TEXT PROVIDED
╔══

That our author, born and brought up in the Protestant world, and formed by its gentile spirit and tendencies, should even unconsciously fall into the Alexandrian order of thought, and labor to reconstruct a system intended to rival the Christian, is nothing strange. In doing so, he only yields to the spirit of the age, and follows the lead of those whom the age owns and reverences as its chiefs. That his system is not Christian, although he would have us receive it as Christian, is evident enough from his dictum with regard to miracles. "The miracles ascribed to Christ and his Apostles," he says (p. 61,) "however conclusive to those who witnessed them, are no evidence to us, until by other means we have established the truth of the writings which record them, that is to say, until we have proved all that we wish to prove." There is a sophism in this, which, probably, the author does not perceive. If the writings are the only authority for the miracles as historical facts, that we must establish their historical authenticity before the miracles can be evidence to us, we concede; but not their truth, that is, the truth of the mysteries they teach, the material object of faith,-therefore the matter we want proved. The miracles are not proofs of the mysteries, but simply motives of credibility. "Rabbi, we know that thou art come a teacher from God; for no man could do these miracles which thou doest, unless God were with him." Ordinary historical testimony, though wholly inadequate to prove the mysteries, is sufficient to prove the miracles as

facts, and, when so proved, they are evidence to us in the same manner and in the same degree that they were to those who witnessed them. It does not, therefore, follow that we must prove, without them, all we want proved, before they can be evidence to us.

But this by the way. The author in his dictum asserts either that Christianity is not provable at all, or that it is provable without miracles; but no Christian can assert either the one or the other. The former is absurd, if Christianity came from God and is intended for reasonable beings. God, as the author of reason, cannot require us to believe, and we as reasonable beings cannot believe, without reason, or authority sufficient to satisfy reason. The latter cannot be said without reducing Christianity to the mere order of nature; for a supernatural religion is, in the nature of things, provable only by supernaturally accredited witnesses, and witnesses cannot be supernaturally accredited without miracles of some sort. To deny the necessity of miracles as motives of credibility, or to assert the provability of Christianity without them, is to deny the supernatural character of Christianity, and therefore to deny Christianity itself; for Christianity is essentially and distinctively supernatural. Without the miracles, Christianity is provable only as a philosophy, and as a philosophy it must lie wholly within the order of nature; since philosophy, by its very definition, is the science of principles cognizable by the light of natural reason. Rationalism turns for ever within the limits of nature, and, do its best, it can never overleap them. It can never rise to Christianity; all it can do is, by rejecting or explaining away the mysteries, discarding all that transcends reason, to bring Christianity down to itself, a fact we commend to the serious consideration of all who pretend that our religion, even to its loftiest mysteries, is rationally or philosophically demonstrable. The Christianity they can prove as a philosophy is no more the Christianity of the Gospel than the Neoplatonism of Proclus and Plotinus was the Christianity of the Gregories, the Basils, and the Augustines.

╚══

WRITTEN TASK
How would the passage on miracles carry on past its last sentence? Write its next paragraph in the same voice. The entries play no part in what is asked about the passage on miracles.

PROVIDED INFORMATION

╔══

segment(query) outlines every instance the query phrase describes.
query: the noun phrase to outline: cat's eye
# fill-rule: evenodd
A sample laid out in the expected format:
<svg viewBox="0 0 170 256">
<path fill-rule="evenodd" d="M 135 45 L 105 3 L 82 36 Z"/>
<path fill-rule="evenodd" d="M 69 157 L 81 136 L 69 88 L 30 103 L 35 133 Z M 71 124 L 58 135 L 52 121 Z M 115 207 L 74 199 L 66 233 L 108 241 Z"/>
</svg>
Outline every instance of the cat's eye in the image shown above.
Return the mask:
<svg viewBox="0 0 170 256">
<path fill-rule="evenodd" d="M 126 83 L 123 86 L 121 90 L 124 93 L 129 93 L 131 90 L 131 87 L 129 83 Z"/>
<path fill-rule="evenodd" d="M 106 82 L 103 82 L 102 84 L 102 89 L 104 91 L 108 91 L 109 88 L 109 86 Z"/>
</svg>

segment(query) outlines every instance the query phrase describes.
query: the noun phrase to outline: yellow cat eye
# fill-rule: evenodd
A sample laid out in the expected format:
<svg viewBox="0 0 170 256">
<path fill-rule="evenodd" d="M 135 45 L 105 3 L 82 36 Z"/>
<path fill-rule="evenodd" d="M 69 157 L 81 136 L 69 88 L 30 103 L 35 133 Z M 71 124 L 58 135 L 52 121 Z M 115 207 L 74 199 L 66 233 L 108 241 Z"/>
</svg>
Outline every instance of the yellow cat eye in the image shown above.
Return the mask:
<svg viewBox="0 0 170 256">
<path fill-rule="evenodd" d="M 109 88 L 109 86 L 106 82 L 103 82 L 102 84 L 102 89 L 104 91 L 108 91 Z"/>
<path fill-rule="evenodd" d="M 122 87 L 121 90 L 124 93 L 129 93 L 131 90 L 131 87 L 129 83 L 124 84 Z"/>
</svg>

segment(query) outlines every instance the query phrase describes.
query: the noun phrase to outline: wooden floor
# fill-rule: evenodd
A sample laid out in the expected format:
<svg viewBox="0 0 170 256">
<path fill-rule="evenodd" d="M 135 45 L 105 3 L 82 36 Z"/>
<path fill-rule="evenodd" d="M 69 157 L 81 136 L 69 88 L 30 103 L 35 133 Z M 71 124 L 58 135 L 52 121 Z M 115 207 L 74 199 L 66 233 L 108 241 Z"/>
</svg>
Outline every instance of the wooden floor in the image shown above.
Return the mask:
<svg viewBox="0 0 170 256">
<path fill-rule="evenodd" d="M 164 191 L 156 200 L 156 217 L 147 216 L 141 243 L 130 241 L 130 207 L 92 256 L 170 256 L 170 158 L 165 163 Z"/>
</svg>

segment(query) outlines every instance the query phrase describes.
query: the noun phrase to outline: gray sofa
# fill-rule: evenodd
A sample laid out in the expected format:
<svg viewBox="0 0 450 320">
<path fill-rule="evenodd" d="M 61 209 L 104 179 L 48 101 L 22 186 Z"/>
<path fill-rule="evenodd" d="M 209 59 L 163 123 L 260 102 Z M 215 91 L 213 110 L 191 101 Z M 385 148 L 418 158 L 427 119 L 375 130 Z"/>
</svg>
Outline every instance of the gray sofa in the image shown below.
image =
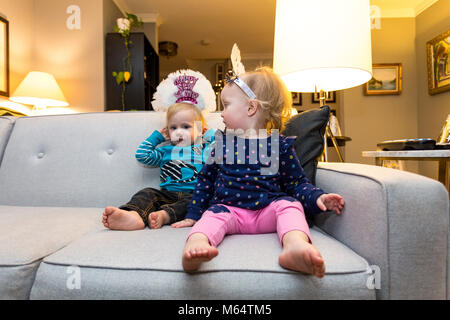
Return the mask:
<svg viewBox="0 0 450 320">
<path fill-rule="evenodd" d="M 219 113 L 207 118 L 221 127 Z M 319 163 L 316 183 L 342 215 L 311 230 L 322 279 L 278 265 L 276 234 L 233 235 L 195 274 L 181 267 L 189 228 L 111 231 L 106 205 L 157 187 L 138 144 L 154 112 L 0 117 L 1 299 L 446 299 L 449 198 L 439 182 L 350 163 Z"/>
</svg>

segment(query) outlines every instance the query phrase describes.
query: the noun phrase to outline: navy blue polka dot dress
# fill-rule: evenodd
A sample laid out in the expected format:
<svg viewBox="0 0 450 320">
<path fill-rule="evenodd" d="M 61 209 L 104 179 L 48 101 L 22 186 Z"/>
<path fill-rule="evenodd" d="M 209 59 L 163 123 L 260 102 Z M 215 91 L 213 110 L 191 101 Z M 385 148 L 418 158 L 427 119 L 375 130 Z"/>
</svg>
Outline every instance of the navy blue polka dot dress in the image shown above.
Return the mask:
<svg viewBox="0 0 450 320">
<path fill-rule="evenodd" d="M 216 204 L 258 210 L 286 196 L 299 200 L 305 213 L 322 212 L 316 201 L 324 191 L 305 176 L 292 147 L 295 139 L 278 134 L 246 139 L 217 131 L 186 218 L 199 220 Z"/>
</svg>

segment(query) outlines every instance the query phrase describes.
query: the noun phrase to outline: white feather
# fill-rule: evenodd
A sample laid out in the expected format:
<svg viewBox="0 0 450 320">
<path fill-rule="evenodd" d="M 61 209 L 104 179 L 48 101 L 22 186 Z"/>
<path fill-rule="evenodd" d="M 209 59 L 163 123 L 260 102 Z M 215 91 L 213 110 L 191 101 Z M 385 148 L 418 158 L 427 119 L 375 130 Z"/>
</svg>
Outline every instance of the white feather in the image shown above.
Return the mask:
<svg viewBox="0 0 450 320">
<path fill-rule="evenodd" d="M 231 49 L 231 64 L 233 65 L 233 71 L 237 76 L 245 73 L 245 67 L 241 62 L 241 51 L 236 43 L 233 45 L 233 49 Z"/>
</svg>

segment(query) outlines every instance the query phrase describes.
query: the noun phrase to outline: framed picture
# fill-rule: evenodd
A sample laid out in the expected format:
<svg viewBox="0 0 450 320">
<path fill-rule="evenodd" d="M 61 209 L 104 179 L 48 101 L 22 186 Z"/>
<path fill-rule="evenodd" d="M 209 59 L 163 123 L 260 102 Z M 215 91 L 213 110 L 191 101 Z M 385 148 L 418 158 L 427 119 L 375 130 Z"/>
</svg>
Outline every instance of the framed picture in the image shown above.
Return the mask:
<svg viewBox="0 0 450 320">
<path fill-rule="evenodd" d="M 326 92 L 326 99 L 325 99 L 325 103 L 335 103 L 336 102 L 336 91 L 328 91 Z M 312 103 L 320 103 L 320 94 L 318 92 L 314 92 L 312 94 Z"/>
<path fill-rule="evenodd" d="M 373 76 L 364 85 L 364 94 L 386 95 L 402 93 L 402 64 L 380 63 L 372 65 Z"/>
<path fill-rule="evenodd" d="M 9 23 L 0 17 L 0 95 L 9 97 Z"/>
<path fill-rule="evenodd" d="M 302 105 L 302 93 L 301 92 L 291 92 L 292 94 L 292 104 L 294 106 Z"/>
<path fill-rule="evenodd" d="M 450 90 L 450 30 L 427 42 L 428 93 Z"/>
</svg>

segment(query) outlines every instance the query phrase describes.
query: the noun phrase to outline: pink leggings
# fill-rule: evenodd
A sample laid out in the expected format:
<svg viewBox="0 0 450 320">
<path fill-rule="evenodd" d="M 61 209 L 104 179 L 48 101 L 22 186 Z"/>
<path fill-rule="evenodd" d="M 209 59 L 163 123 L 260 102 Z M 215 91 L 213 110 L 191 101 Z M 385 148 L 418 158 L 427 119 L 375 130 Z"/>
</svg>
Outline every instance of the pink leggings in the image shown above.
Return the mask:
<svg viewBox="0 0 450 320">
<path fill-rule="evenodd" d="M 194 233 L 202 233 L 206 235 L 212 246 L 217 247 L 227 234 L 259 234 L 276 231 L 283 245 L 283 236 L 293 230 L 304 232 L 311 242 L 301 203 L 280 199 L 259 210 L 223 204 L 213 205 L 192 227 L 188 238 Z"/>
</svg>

╚══

OUTPUT
The author also betrays the unchristian character of his order of thought in his third discourse, entitled Spiritual Despotism and the Reformation. He says, indeed, in this part of his work, some very handsome things-in his own estimation of the church; but, as he says them from the humanitarian point of view, on the hypothesis that she is a

purely human institution, and therefore a gigantic imposition upon mankind, we cannot take them as evidences of his Christian mode of thinking. If the church is what we hold her to be, these humanitarian compliments and apologies are impertinent; and if what he holds her to be, they betray on his part a very unchristian laxity of moral principle. An infallible church, the church of God, needs no apologies; man's church, or the synagogue of Satan, deserves none. But, although the author maintains that the church was very necessary from the fifth to the fifteenth century,that she preserved our holy religion, and without her Christian faith and piety would have been lost, Christianity would have been unable to fulfil her mission, and the European nations would have remained uncivilized, ignorant, illiterate, ruthless barbarians, he yet holds that she was a spiritual despotism, and the Protestant reformation was inevitable and necessary to emancipate the human mind from her thraldom, and to prepare the way for mental and civil freedom.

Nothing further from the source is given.